§ **EXCERPT TO READ**:

The "left" phrase, "White Skin Privilege," with its implication that working class people with a white skin benefit from racism because they are "privileged" to live in a society in which black people are on average worse off than whites, is profoundly misleading. Thank goodness Newton Knight's men and the slaves they allied with had never heard of that phrase. And thank goodness they all understood that both racial and class inequality are a problem for working class people no matter what their race.

Saturday, July 25, 2009

The White Cop and the Black Professor

White police Sgt. James Crowley insists that he did nothing wrong in arresting and handcuffing black Professor Henry Louis Gates, Jr. in his home last week on the charge of disturbing the peace.

§ **WORK INSTRUCTIONS**:
Answer from the excerpt above, one answer per line:
(a) Whose men does the first paragraph say allied with the slaves?
(b) What date appears above the heading "The White Cop and the Black Professor"?
(c) On what charge was Professor Henry Louis Gates, Jr. arrested?

§ **INFORMATION SUPPLIED**:
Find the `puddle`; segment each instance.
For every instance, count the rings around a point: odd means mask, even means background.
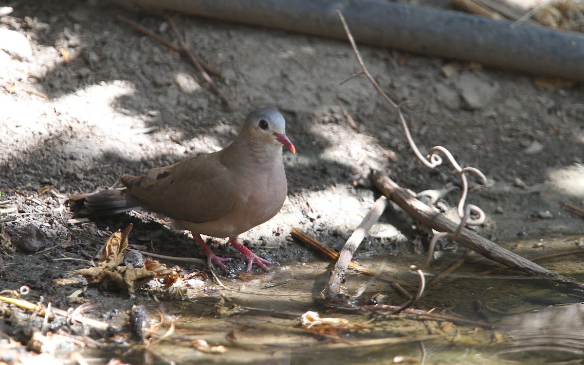
[[[578,238],[505,246],[533,257],[573,250]],[[443,254],[426,271],[429,282],[461,257]],[[406,299],[383,278],[411,282],[406,289],[413,293],[416,276],[408,268],[423,259],[404,255],[359,260],[380,275],[367,276],[350,269],[346,292],[361,298],[381,293],[377,297],[380,303],[399,306]],[[584,276],[581,255],[538,263],[576,280]],[[405,313],[327,309],[318,300],[328,265],[283,265],[272,273],[242,274],[224,282],[227,289],[215,285],[217,295],[213,297],[150,301],[145,305],[157,326],[153,338],[162,339],[148,346],[109,346],[105,353],[91,350],[83,355],[90,363],[116,357],[128,363],[151,364],[496,364],[579,363],[584,359],[584,306],[578,304],[584,301],[584,291],[579,288],[497,269],[495,263],[474,255],[431,285],[415,306],[495,326],[489,329]],[[346,322],[308,329],[300,320],[307,311]],[[171,327],[172,333],[167,333]]]

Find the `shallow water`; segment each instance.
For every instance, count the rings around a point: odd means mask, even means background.
[[[529,257],[572,250],[576,238],[506,246]],[[427,279],[461,257],[442,254],[426,271]],[[384,278],[411,283],[406,289],[413,293],[416,276],[408,268],[423,259],[402,255],[359,260],[379,275],[350,271],[346,292],[360,298],[381,293],[377,297],[381,304],[400,305],[405,298]],[[577,280],[584,277],[580,255],[538,263]],[[272,273],[225,279],[227,289],[214,286],[219,295],[150,302],[147,308],[152,323],[158,325],[164,318],[153,338],[162,336],[171,328],[172,333],[149,346],[112,346],[105,353],[88,350],[84,356],[89,362],[117,357],[130,363],[151,364],[534,364],[584,360],[584,306],[578,304],[584,301],[584,290],[575,286],[509,269],[481,275],[497,266],[474,255],[430,285],[415,306],[495,327],[488,328],[405,313],[325,308],[319,300],[328,265],[283,265]],[[308,329],[300,320],[307,311],[347,322]]]

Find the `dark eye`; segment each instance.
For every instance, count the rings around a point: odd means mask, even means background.
[[[259,128],[262,128],[264,131],[267,130],[268,127],[269,127],[267,125],[267,122],[266,122],[266,120],[263,119],[260,120],[259,123],[258,123],[258,125],[259,126]]]

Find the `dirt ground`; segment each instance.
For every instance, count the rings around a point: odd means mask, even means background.
[[[367,179],[372,168],[416,192],[457,181],[450,167],[430,171],[416,160],[366,79],[341,84],[360,70],[348,43],[175,15],[194,55],[218,72],[213,79],[235,106],[231,112],[185,58],[116,19],[123,15],[173,41],[161,11],[94,1],[13,6],[14,17],[2,17],[0,27],[25,35],[32,55],[0,50],[0,201],[9,201],[0,219],[16,217],[0,223],[0,290],[28,285],[32,298],[69,307],[68,296],[84,285],[69,272],[89,266],[100,249],[79,234],[103,241],[130,223],[132,244],[200,257],[186,233],[151,214],[92,217],[69,224],[72,234],[60,207],[67,221],[69,194],[225,147],[257,107],[281,111],[297,149],[284,153],[289,194],[281,212],[242,236],[279,262],[321,259],[290,238],[294,227],[342,246],[378,194]],[[584,206],[582,85],[541,87],[536,77],[503,70],[360,50],[384,89],[409,101],[405,114],[423,152],[443,146],[486,176],[488,186],[469,201],[488,215],[481,234],[498,241],[582,233],[582,215],[561,205]],[[445,199],[456,205],[458,194]],[[414,222],[390,210],[357,258],[414,251]],[[235,256],[230,247],[213,248]],[[239,259],[232,265],[245,267]]]

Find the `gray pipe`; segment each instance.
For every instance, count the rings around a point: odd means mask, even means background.
[[[377,0],[131,0],[221,20],[584,81],[584,35]]]

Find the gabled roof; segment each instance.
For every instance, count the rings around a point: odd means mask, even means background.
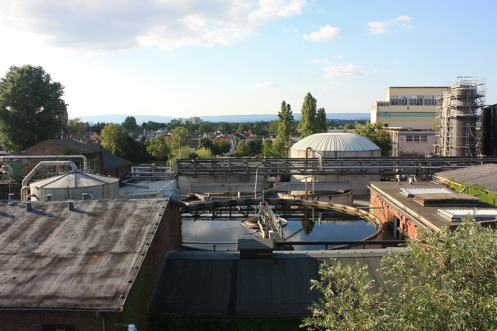
[[[30,211],[7,202],[0,200],[8,215],[0,217],[0,307],[118,311],[170,203],[80,200],[70,212],[67,201],[33,201]]]
[[[103,152],[104,171],[110,171],[130,164],[133,164],[133,162],[129,160],[114,155],[112,153],[105,151]]]
[[[190,148],[196,148],[197,146],[198,145],[198,139],[190,139]]]
[[[64,146],[68,148],[77,150],[83,154],[90,154],[101,152],[103,150],[103,148],[101,146],[98,145],[90,145],[78,141],[74,139],[51,139],[49,140],[53,143],[56,143],[61,146]]]

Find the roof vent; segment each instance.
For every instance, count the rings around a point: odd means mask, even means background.
[[[452,222],[461,222],[463,217],[471,215],[477,221],[490,221],[497,217],[497,209],[438,209],[438,212]]]
[[[436,193],[452,193],[454,191],[445,188],[404,188],[401,193],[408,198],[413,198],[415,194],[434,194]]]
[[[274,239],[239,239],[240,260],[272,259]]]

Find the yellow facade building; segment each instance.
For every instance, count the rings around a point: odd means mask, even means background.
[[[371,123],[380,121],[385,127],[431,128],[436,117],[436,97],[447,86],[388,87],[386,101],[371,105]]]

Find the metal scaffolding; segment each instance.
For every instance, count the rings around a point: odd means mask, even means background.
[[[482,154],[482,115],[485,79],[460,76],[436,99],[435,154],[477,156]]]

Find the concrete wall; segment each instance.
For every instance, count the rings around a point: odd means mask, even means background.
[[[378,180],[379,180],[378,179]],[[255,175],[247,176],[200,176],[197,178],[193,176],[180,176],[178,177],[178,185],[179,186],[179,194],[186,195],[190,193],[190,184],[230,184],[236,183],[255,183]],[[257,186],[264,185],[264,176],[259,175],[257,176]],[[207,193],[207,192],[205,192]]]
[[[295,175],[290,176],[290,181],[297,179],[300,179],[305,176],[300,175]],[[308,185],[312,184],[310,183],[310,179],[308,179],[309,183]],[[367,185],[370,182],[377,182],[380,180],[379,175],[365,175],[361,176],[342,175],[327,175],[325,176],[316,175],[314,176],[314,180],[316,182],[333,182],[335,181],[348,181],[352,183],[352,194],[353,197],[368,196],[369,195],[369,189],[367,188]],[[305,181],[303,180],[303,181]]]
[[[288,194],[281,192],[278,193],[278,197],[282,199],[297,199],[298,200],[305,200],[305,195],[301,196],[297,195]],[[352,192],[342,193],[334,196],[307,196],[307,200],[312,201],[321,201],[323,202],[333,202],[333,203],[338,203],[344,204],[346,206],[352,205]]]
[[[407,141],[408,135],[426,135],[426,142]],[[426,151],[433,150],[434,131],[390,131],[392,156],[424,156]]]

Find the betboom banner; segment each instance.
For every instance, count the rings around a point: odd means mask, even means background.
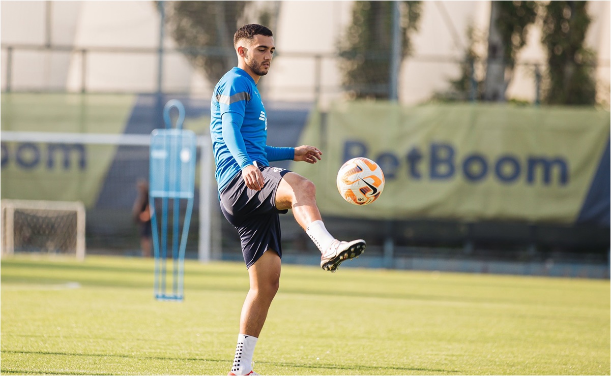
[[[323,161],[291,168],[316,185],[323,215],[609,225],[609,111],[580,107],[335,104],[299,140]],[[343,162],[377,162],[386,186],[357,206],[335,186]]]
[[[179,99],[185,129],[203,134],[210,99],[154,95],[2,93],[2,131],[150,135],[163,106]],[[130,209],[148,176],[148,148],[75,142],[5,142],[0,132],[2,198],[81,201],[89,209]]]

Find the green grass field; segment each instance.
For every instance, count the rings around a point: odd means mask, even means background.
[[[153,262],[1,262],[2,374],[226,375],[242,263],[185,263],[184,302]],[[608,280],[285,265],[255,351],[268,375],[609,375]]]

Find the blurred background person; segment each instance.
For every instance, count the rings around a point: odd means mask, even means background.
[[[151,228],[150,205],[148,203],[148,183],[146,180],[141,179],[136,184],[137,193],[134,206],[132,208],[132,215],[134,221],[138,226],[138,234],[140,236],[140,249],[143,257],[150,257],[151,247],[152,244],[152,231]]]

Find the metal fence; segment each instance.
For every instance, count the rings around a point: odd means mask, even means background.
[[[203,49],[10,45],[0,46],[0,89],[4,92],[165,93],[207,97],[216,82],[195,70],[185,57],[213,53]],[[333,53],[279,54],[274,59],[273,74],[261,82],[262,93],[268,100],[323,105],[349,98],[349,90],[342,84],[340,62],[339,56]],[[406,104],[440,98],[475,101],[474,90],[457,93],[450,81],[458,79],[467,65],[473,72],[470,81],[475,82],[484,74],[486,63],[445,55],[409,57],[401,64],[399,100]],[[599,60],[595,67],[599,78],[598,101],[607,106],[609,68],[607,60]],[[519,62],[508,98],[537,103],[546,68],[542,62]],[[371,85],[384,82],[379,77],[371,78]],[[390,89],[388,84],[381,86],[382,92]]]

§ **ANSWER BOX**:
(a) Newton Knight's men
(b) Saturday, July 25, 2009
(c) Disturbing the peace